▶ _Exercise_:
Nothing in the data may be altered; copy it all exactly.

▶ _Excerpted data_:

^^^^^^^^^^^^^^^^

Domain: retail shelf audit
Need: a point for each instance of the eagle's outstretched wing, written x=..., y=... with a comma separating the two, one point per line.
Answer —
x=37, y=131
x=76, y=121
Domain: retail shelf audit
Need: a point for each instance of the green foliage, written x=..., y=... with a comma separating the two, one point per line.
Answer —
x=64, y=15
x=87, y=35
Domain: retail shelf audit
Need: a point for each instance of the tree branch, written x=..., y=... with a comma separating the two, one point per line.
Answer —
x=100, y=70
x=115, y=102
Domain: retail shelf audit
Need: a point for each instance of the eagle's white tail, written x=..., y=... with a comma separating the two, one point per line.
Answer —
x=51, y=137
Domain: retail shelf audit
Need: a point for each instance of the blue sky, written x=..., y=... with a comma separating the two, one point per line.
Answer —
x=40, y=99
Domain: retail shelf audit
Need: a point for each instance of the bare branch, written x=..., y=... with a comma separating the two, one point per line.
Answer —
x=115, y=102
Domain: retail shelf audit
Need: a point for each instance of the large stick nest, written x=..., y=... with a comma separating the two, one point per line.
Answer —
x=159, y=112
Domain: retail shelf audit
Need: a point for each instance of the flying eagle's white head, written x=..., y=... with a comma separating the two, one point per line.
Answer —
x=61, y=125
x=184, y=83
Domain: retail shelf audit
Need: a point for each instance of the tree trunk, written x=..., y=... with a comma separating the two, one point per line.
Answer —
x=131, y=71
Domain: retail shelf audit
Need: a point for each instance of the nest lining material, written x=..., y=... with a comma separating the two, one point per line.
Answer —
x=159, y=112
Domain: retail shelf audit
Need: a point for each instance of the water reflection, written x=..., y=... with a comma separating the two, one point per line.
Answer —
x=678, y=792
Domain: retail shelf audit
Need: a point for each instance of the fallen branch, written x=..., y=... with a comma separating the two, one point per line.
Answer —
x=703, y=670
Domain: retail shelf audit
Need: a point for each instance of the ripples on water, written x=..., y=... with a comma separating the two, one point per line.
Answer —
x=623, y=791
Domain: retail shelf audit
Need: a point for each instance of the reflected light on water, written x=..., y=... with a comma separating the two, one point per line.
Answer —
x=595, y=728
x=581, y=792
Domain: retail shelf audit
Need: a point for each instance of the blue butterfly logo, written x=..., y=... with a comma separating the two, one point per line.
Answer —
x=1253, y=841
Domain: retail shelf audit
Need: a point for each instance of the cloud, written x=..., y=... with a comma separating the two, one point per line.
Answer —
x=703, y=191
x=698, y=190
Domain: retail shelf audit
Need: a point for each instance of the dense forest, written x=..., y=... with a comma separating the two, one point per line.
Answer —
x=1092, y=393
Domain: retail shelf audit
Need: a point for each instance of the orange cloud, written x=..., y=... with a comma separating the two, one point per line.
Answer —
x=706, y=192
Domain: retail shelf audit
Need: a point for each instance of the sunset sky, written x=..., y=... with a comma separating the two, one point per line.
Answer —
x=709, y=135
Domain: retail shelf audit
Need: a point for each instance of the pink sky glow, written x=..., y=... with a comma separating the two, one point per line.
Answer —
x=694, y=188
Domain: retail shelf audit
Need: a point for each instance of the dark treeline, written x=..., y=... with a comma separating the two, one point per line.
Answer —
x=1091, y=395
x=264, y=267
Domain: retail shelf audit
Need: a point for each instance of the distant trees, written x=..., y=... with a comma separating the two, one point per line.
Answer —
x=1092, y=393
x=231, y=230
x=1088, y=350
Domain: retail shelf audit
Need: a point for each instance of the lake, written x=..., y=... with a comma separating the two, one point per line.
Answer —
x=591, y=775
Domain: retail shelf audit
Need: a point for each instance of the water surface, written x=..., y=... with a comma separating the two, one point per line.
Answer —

^^^^^^^^^^^^^^^^

▶ _Task response_:
Domain: retail shelf audit
Need: a point for each instance of the eagle's outstretched wing, written x=..., y=... with a comma separating the two, one point per line.
Answer —
x=37, y=131
x=76, y=121
Domain: retail shelf audit
Need: a point for each instance of the green foliage, written x=..., y=... with a comma separating the two, one point per line.
Answer —
x=64, y=15
x=87, y=35
Domain: retail shelf audit
Need: a point for each instance of the tree branch, written x=..., y=... with a comma separating the two, one point per line.
Answer —
x=100, y=70
x=115, y=102
Domain: retail shelf audit
Need: a point for each instance of the eagle's white tail, written x=..., y=... with a comma separating the two, one point per line.
Answer —
x=51, y=137
Domain: retail shelf audit
Need: a point for each instance of the blue sky, written x=..., y=... with a comma separating the two, one point per line.
Answer —
x=40, y=99
Domain: retail shelf audit
Need: a point for each instance of the bare branch, written x=..., y=... with a comma separating the two, one point per line.
Answer —
x=115, y=102
Domain: retail shelf audit
Need: a point for each instance of the large stick nest, written x=..., y=... with a comma separating the two, one point per line.
Answer —
x=159, y=112
Domain: retail shelf audit
Need: a point for each instance of the flying eagle's white head, written x=..., y=... with a comma separating the two, one point per line.
Answer —
x=61, y=125
x=184, y=83
Domain: retail shelf audit
Need: a point for each instance of the tree trunk, written x=..., y=... with a comma separating the two, one point per line.
Answer —
x=131, y=71
Domain: retail shelf audit
Need: a point for each instance of the nest lining material, written x=..., y=... with a comma separating the two, one point per line.
Answer —
x=159, y=112
Domain: retail shelf audit
Need: a point for each instance of the water reflection, written x=..., y=... with a comma separating the two, one point per line.
Answer —
x=678, y=792
Domain: retail shelf audit
Need: a point for each instance of the fallen branch, written x=..., y=... with a comma separating the two, one point per line.
Answer —
x=703, y=670
Domain: retail shelf audit
Need: a point for each instance of the ripples on water, written x=..., y=... with a comma separating the two, one point per line.
Answer —
x=623, y=791
Domain: retail shelf audit
Need: a point for each instance of the reflected light on water, written x=..., y=... with a comma separating the two, one point per line.
Answer —
x=595, y=728
x=581, y=792
Domain: retail shelf audit
Need: a point for each instance of the blue butterfly logo, written x=..., y=... with a comma separating the two, one point per line.
Answer —
x=1253, y=841
Domain: retail shelf audit
Need: a point for each instance of the cloud, written x=..., y=... with a comma separating the two, one point per line.
Answer —
x=703, y=191
x=698, y=190
Domain: retail shelf audit
Need: a point for each instance of the dense forest, written x=..., y=... with a comma separating the two, one point per line.
Answer —
x=1092, y=393
Domain: retail shelf audit
Need: a point for each instance of the orange cloud, written x=..., y=... with a comma separating the two, one point per line.
Answer —
x=706, y=192
Domain: retail shelf audit
Need: a point for each instance of the sunset sky, written x=..., y=... with a comma separating the two, one point per line.
Answer —
x=709, y=135
Domain: retail shelf audit
Need: a point for each instance of the pink sky glow, written x=..., y=... with a comma separating the two, one point per line.
Answer —
x=694, y=188
Domain: retail shelf audit
Need: a point for each instance of the dark treeline, written x=..., y=... with a comma separating the two, one point per line.
Answer —
x=1091, y=395
x=264, y=267
Domain: retail shelf audit
Need: a point for each instance of the distant trees, written x=..., y=... with a comma separating the two, one point per line.
Answer —
x=1092, y=393
x=231, y=230
x=1088, y=350
Domain: retail shelf audit
Need: a point for each instance of the lake, written x=..., y=... with a comma separating the two, one point per line.
Answer —
x=591, y=775
Domain: retail shelf audit
Need: a point for each instance of the water surface, written x=..., y=... with a comma separating the two, one point per line.
Answer —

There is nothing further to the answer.